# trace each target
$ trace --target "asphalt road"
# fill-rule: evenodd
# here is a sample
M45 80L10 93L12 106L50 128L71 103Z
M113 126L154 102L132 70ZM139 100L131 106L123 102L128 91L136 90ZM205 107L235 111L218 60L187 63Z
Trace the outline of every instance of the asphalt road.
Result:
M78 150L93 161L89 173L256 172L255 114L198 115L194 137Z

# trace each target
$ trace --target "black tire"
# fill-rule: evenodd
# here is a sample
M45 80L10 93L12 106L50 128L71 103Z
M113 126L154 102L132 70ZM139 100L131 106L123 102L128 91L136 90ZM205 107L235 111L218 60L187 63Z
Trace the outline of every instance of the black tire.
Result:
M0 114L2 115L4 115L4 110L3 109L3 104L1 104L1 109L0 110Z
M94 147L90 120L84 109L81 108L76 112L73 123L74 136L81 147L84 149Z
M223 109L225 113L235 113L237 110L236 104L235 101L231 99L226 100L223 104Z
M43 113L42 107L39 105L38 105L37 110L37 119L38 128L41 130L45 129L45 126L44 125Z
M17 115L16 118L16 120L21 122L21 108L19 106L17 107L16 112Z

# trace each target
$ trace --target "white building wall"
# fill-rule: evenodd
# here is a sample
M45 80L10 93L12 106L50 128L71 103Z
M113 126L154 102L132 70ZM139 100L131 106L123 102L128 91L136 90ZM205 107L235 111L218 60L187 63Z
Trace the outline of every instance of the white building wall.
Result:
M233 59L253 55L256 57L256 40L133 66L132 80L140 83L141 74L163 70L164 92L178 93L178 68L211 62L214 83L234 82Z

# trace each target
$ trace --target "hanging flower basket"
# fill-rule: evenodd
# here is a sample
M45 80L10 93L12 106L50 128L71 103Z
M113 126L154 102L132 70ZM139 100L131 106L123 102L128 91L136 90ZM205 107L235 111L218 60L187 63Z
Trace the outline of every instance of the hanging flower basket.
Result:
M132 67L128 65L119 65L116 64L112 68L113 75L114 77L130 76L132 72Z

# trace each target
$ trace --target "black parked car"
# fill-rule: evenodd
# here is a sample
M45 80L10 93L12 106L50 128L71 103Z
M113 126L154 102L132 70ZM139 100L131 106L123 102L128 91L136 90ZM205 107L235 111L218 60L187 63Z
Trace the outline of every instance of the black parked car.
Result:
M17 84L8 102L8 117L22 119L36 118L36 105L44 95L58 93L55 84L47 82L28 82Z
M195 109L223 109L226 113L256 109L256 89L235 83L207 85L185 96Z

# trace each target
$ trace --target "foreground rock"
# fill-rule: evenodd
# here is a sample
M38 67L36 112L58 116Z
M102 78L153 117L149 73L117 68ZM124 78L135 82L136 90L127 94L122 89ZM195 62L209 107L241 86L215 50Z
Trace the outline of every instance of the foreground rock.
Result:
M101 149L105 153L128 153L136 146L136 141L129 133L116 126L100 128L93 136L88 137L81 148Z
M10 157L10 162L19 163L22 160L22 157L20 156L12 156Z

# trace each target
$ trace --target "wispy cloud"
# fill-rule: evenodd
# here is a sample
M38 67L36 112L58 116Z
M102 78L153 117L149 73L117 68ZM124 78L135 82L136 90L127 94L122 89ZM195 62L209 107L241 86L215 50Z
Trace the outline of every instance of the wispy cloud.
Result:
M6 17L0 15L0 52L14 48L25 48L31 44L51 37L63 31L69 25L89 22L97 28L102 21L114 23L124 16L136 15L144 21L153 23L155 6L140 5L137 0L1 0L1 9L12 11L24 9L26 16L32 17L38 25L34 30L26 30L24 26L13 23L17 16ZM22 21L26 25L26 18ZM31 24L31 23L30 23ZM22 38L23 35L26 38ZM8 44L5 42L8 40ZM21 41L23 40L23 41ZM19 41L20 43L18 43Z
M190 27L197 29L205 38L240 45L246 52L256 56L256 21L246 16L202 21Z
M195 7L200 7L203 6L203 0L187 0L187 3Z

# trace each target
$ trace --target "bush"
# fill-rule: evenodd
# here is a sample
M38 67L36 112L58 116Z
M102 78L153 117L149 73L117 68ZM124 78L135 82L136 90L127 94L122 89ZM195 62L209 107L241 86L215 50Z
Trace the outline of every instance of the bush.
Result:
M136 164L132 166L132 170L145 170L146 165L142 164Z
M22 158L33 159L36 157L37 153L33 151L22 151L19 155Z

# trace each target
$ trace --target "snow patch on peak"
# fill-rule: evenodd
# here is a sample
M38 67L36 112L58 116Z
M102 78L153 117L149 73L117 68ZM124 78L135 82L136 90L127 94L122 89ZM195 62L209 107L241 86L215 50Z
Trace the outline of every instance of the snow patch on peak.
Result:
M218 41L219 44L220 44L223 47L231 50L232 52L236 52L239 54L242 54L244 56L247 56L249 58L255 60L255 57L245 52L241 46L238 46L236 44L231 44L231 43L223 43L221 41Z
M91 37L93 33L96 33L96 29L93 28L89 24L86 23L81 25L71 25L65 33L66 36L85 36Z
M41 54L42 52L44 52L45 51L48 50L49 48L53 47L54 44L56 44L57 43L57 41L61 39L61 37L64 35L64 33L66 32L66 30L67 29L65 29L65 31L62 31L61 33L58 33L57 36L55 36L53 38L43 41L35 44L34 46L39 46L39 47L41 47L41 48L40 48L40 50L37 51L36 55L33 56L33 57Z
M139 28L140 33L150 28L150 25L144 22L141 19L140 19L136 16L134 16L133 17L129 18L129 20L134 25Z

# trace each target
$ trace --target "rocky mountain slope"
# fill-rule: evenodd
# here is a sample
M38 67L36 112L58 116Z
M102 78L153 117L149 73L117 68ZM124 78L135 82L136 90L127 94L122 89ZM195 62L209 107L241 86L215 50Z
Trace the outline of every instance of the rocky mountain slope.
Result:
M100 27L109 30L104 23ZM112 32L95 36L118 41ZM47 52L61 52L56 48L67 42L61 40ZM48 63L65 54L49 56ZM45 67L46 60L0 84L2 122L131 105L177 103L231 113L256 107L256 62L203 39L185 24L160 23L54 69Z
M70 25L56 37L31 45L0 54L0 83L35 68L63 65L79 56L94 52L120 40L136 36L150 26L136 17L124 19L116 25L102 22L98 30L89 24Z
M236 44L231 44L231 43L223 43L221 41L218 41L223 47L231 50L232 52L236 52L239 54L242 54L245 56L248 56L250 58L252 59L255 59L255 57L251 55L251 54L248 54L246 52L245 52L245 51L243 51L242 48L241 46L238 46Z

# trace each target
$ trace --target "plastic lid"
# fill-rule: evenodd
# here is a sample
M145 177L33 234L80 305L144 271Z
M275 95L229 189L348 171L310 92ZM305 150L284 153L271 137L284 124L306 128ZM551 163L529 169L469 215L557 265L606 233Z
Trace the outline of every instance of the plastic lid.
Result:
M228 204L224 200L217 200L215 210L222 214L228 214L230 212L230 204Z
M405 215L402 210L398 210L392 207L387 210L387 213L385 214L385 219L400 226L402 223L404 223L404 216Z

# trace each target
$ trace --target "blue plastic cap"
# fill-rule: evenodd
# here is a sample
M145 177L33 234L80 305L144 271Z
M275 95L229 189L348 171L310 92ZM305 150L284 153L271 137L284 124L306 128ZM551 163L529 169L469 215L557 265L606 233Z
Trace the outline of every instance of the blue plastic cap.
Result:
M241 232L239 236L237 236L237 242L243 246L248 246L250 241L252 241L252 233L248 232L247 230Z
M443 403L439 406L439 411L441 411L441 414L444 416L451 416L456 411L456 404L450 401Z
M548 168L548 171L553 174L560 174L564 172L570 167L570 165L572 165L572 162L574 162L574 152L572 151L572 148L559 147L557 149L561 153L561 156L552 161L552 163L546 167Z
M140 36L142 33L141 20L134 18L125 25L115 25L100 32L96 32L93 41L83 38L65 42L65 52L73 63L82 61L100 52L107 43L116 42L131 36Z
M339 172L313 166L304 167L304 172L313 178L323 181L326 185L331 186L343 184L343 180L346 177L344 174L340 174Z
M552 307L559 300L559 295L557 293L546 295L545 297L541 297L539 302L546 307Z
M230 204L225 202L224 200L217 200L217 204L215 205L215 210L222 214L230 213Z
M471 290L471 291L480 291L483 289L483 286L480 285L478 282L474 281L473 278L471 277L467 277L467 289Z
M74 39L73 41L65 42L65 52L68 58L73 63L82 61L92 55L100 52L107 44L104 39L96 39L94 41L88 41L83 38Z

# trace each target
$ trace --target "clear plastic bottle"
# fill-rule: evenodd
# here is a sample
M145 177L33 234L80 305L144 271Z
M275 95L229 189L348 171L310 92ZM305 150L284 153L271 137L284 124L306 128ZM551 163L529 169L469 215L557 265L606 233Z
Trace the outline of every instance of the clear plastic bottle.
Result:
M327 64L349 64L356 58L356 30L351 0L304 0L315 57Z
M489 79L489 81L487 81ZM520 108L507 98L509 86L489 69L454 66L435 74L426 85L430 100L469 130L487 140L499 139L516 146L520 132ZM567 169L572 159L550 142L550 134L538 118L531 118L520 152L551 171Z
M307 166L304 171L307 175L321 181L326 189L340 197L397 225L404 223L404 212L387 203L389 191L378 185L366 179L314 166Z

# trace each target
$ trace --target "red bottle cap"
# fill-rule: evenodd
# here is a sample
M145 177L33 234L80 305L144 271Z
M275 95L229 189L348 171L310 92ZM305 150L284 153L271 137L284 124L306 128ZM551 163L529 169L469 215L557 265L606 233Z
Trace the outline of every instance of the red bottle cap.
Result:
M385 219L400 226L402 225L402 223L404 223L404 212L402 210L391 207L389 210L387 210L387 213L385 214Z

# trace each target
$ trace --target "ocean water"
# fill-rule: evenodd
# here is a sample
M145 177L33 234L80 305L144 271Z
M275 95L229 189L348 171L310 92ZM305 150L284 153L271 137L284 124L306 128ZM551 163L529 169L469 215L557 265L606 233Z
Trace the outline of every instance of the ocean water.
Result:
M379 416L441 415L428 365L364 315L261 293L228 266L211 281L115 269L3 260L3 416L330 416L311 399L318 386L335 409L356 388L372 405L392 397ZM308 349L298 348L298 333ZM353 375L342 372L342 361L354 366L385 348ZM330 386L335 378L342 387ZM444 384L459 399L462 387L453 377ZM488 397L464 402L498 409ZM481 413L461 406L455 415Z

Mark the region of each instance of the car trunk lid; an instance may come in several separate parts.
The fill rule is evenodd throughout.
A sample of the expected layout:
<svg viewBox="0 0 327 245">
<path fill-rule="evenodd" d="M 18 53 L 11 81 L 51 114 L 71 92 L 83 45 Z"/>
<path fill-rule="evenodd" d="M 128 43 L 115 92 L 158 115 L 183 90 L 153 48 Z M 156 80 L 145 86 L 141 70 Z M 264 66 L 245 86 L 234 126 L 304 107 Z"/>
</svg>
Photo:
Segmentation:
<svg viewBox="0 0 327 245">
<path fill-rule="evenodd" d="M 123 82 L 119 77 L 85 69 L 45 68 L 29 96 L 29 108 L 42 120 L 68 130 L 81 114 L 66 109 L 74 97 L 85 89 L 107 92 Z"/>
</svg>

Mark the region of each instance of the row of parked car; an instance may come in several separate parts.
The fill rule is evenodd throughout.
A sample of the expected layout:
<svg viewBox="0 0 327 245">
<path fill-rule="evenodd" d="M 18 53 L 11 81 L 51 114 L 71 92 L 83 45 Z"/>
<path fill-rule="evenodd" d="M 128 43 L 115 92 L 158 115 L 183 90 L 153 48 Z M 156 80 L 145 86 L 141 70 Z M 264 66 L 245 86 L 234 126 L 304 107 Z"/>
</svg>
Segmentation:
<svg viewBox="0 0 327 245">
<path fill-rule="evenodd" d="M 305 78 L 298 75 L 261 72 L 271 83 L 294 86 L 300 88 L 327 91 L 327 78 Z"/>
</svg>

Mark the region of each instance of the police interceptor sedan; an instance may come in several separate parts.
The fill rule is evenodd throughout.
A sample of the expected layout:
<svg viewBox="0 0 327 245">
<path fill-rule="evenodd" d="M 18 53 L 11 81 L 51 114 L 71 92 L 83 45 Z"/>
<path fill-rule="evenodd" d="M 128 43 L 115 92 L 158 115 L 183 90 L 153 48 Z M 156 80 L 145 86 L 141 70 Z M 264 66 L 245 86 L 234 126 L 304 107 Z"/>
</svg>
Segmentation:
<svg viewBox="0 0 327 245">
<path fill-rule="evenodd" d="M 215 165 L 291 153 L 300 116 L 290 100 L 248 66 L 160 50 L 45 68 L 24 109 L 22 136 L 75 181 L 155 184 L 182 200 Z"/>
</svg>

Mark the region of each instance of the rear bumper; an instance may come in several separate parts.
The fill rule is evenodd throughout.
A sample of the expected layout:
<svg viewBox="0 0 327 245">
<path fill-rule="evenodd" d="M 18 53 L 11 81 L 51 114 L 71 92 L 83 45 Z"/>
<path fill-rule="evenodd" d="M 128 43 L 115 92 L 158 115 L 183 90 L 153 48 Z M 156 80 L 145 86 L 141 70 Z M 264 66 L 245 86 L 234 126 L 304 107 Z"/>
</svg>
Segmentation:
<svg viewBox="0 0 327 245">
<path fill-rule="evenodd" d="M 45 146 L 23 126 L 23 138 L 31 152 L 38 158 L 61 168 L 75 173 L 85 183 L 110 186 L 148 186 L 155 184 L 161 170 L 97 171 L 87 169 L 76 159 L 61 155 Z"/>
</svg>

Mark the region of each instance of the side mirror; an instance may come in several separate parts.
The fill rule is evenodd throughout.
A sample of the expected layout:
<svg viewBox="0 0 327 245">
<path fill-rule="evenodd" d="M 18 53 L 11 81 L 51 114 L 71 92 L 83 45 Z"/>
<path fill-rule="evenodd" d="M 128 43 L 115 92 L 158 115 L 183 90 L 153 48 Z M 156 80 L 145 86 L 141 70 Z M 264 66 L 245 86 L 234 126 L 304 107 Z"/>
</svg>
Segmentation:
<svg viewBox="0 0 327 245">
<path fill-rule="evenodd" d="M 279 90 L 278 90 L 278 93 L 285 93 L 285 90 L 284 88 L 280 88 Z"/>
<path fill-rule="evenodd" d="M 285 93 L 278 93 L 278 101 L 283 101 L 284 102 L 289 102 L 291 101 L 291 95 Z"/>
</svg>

○ ○ ○ ○ ○ ○ ○

### Yapılacak iş
"Mark the region of each instance of the side" ifadesini içeren satırdan kayıtların sonuna kadar uzanan bölümü yeniden yazın. Bunu yaparken "sample" yerine "template" koyun ve geri kalan her şeyi değiştirmeden bırakın.

### Yanıt
Mark the region of each instance of the side mirror; an instance may come in several separate parts.
The fill rule is evenodd throughout.
A template of the expected layout:
<svg viewBox="0 0 327 245">
<path fill-rule="evenodd" d="M 18 53 L 11 81 L 51 114 L 71 92 L 83 45 Z"/>
<path fill-rule="evenodd" d="M 128 43 L 115 92 L 158 115 L 183 90 L 153 48 Z M 156 80 L 145 86 L 141 70 Z M 264 66 L 245 86 L 234 126 L 304 107 Z"/>
</svg>
Segmentation:
<svg viewBox="0 0 327 245">
<path fill-rule="evenodd" d="M 279 90 L 278 90 L 278 93 L 285 93 L 285 90 L 284 88 L 280 88 Z"/>
<path fill-rule="evenodd" d="M 285 93 L 278 93 L 278 101 L 283 101 L 284 102 L 289 102 L 291 101 L 291 95 Z"/>
</svg>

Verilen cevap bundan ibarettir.